[Start of section]

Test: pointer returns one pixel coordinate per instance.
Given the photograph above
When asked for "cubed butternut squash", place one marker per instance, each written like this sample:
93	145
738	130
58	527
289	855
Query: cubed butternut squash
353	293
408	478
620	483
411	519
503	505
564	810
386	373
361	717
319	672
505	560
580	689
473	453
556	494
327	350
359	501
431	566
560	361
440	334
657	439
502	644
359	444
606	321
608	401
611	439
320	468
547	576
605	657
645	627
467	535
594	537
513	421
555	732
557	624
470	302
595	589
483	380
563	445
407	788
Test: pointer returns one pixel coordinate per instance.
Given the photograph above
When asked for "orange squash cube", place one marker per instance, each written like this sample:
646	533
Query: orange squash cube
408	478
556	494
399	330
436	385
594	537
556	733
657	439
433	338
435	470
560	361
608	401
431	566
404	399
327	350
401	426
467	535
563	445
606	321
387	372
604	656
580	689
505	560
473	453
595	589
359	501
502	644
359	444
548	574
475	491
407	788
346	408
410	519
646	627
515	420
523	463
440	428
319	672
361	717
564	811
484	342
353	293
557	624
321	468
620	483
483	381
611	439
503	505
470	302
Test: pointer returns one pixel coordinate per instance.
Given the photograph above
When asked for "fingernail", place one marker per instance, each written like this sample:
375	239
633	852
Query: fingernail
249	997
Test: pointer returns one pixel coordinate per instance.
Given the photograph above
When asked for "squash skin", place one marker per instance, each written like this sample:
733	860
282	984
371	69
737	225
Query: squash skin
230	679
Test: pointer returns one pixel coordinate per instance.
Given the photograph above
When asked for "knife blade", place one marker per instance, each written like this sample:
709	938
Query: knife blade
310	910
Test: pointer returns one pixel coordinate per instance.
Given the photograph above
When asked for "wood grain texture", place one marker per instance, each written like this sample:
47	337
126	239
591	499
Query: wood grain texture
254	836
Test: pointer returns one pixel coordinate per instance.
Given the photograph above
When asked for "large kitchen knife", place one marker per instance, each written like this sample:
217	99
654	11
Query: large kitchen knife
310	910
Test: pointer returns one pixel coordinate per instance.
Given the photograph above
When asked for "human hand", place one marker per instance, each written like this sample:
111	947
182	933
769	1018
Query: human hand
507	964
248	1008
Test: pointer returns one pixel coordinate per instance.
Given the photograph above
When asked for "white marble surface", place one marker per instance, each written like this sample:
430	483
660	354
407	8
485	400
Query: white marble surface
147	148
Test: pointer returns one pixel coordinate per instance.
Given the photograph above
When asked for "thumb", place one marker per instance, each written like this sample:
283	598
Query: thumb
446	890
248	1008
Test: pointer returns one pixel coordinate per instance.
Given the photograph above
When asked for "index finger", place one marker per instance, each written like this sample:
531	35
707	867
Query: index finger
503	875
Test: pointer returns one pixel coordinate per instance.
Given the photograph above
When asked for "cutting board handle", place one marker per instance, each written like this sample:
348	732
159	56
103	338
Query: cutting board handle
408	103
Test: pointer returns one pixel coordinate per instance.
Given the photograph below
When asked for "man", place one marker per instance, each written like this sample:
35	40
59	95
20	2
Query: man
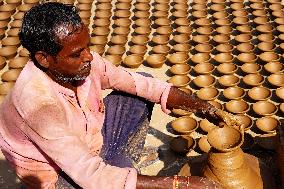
55	128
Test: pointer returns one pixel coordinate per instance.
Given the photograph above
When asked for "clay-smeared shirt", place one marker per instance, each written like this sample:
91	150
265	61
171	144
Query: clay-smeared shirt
44	128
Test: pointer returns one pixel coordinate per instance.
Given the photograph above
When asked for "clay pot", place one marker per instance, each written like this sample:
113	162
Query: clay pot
161	49
205	30
245	120
274	67
276	79
2	62
199	14
101	31
267	124
179	58
180	69
101	22
156	60
237	106
11	75
221	38
5	87
202	22
204	144
204	68
204	81
201	39
269	57
253	79
224	30
182	144
229	80
181	47
265	37
116	49
207	93
206	126
244	29
18	63
224	57
264	108
259	93
227	68
179	80
184	29
162	22
234	93
138	49
243	38
114	59
142	14
201	58
224	48
133	61
125	22
8	52
184	125
205	48
251	68
247	57
245	48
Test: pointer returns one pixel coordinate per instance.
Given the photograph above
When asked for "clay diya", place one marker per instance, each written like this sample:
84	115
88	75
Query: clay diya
237	106
274	67
18	63
269	57
224	58
182	144
181	47
8	52
179	58
161	49
180	69
267	124
156	60
204	81
133	60
5	87
280	92
114	59
204	68
207	93
259	93
206	126
276	79
184	125
179	80
251	68
201	39
247	57
245	120
253	79
234	93
204	144
229	80
201	58
139	39
227	68
264	108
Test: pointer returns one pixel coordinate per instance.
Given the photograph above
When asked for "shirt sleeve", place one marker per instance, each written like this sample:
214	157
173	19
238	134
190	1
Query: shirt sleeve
48	129
119	78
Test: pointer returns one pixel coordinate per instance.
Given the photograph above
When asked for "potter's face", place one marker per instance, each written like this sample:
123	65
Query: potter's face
73	62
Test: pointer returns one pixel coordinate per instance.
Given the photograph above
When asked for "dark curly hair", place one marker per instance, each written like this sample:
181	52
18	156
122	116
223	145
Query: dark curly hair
38	31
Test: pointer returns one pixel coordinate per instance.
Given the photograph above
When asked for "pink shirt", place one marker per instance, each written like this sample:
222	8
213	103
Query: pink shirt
43	129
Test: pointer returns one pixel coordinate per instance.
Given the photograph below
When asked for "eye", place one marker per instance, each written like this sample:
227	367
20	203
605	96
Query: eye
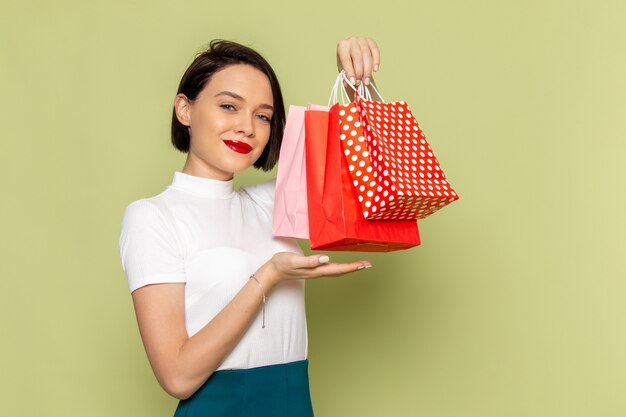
264	117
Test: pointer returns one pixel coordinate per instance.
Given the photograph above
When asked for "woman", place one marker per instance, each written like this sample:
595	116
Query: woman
219	302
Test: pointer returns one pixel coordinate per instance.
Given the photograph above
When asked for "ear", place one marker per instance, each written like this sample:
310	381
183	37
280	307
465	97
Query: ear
182	106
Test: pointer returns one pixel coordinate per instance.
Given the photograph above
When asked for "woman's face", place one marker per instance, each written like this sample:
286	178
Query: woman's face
229	121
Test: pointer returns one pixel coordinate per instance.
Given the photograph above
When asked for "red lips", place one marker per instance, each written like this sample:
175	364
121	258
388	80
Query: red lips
237	146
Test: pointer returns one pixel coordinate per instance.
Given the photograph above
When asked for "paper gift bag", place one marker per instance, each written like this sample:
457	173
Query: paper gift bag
392	166
291	218
335	218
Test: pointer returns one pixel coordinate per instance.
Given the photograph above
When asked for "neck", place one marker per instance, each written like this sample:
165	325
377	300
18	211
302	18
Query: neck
194	166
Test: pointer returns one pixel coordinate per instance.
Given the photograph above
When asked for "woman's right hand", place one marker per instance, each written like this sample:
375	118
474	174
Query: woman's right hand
288	265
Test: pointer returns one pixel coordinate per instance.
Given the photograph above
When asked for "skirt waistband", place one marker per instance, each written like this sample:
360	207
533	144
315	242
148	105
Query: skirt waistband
272	391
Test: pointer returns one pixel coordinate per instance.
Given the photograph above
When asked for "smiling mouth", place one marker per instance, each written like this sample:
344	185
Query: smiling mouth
237	146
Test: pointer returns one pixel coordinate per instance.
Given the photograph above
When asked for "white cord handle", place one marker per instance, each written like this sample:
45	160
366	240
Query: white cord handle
362	90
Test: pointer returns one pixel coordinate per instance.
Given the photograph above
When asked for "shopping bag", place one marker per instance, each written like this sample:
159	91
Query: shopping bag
290	217
290	204
393	168
335	218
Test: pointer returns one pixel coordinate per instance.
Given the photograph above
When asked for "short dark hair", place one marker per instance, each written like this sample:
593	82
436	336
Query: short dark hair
218	56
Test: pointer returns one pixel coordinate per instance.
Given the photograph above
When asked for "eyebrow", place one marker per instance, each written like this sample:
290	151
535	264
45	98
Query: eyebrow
238	97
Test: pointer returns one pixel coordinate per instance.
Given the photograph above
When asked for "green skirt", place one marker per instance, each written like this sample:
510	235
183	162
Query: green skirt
268	391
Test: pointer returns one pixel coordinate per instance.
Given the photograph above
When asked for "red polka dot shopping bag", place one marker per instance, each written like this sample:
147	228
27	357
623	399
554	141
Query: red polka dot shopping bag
392	166
335	218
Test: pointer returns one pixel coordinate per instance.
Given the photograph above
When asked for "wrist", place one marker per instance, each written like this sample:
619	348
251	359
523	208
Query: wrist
267	276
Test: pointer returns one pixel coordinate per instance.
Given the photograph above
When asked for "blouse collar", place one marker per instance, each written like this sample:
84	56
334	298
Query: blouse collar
203	186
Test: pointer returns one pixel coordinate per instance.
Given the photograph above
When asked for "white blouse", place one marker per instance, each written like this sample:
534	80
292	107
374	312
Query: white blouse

[End of section]

WHAT THE TASK ASKS – Only what runs from the line containing "Query: blouse collar" through the final line of the entries above belongs in the answer, restated exactly.

RESPONSE BELOW –
Query: blouse collar
203	186
Test: pointer returns one pixel coordinate per instance.
Given the photograph above
When asked for "white blouse", place one marker per instance, each written like this sample:
534	80
292	107
374	312
Query: white blouse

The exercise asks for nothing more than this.